#### DATA RECORDS
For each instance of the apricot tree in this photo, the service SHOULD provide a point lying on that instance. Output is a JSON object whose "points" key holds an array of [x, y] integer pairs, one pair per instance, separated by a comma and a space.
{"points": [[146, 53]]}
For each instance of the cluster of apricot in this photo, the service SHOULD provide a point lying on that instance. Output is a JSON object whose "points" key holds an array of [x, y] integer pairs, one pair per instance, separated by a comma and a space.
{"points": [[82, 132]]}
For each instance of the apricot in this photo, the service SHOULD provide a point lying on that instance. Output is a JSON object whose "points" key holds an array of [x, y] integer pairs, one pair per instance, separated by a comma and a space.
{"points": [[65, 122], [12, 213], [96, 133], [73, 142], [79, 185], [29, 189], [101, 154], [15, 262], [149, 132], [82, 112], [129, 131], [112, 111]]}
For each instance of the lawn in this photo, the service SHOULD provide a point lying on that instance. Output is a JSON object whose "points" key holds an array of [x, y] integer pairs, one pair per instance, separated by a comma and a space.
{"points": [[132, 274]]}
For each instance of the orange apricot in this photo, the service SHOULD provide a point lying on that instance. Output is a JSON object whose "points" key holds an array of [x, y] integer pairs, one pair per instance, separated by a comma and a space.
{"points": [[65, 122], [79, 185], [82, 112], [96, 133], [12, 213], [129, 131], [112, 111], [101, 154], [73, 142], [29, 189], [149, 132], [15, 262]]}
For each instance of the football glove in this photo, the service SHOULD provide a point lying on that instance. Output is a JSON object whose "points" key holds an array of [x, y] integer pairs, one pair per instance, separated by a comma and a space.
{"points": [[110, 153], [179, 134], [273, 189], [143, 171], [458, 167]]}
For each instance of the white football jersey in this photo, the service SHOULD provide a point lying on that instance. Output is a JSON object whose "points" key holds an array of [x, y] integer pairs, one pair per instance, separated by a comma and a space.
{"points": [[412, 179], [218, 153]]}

#### WHAT THE TASK REQUIRES
Please give the full set of data again exactly.

#### RESPONSE TO THIS TASK
For each instance of the apricot tree in this photo, the service SHOULD provide a point lying on that instance. Output is a JSON object whose "points" key holds an array of [x, y] integer pairs, one pair per instance, separated by a comma and a space.
{"points": [[146, 53]]}
For each instance of the cluster of apricot in this photo, the service SHOULD provide a point lying on that instance. Output is a JSON object whose "points" key holds an array of [x, y] integer pairs, one pair per instance, separated by a comma and a space.
{"points": [[82, 132]]}
For each instance of the apricot in this photo, the service SHOULD provide a point lying on that instance. Output is a JSON object whose "points" key holds an array of [x, y] integer pairs, one pair per instance, separated by a comma and a space.
{"points": [[65, 122], [12, 213], [96, 133], [73, 142], [79, 185], [29, 189], [101, 154], [15, 262], [149, 132], [82, 112], [129, 131], [112, 111]]}
For each instance of the lawn in this photo, the service SHOULD provide a point lying on that instance. Output is a JSON object whose "points" key holds an array of [x, y] integer pairs, one pair per instance, separated by a comma and a space.
{"points": [[132, 274]]}
For each instance of the orange apricot in this photo, the service SHOULD provide a point lying on that instance. Output is a JSON object whose "points" key holds an array of [x, y] integer pairs, one pair per instance, separated by a comma and a space.
{"points": [[65, 122], [79, 185], [82, 112], [96, 133], [12, 213], [129, 131], [112, 111], [101, 154], [73, 142], [29, 189], [149, 132], [15, 262]]}
For each instance of the football glove in this photo, the service SHOULD provide a point lying on that instance. Output is a JSON object whose "points" key holds an array of [x, y] integer pairs, one pair per instance, separated by a comma and a space.
{"points": [[110, 153], [179, 134], [273, 189], [143, 171], [458, 167]]}
For each instance of the white football jersey in this photo, the service SHOULD provide a point lying on that instance. Output is a JSON object whose "points" key holds an array of [x, y] integer pairs, one pair per instance, separated by a comma and a space.
{"points": [[412, 179], [218, 153]]}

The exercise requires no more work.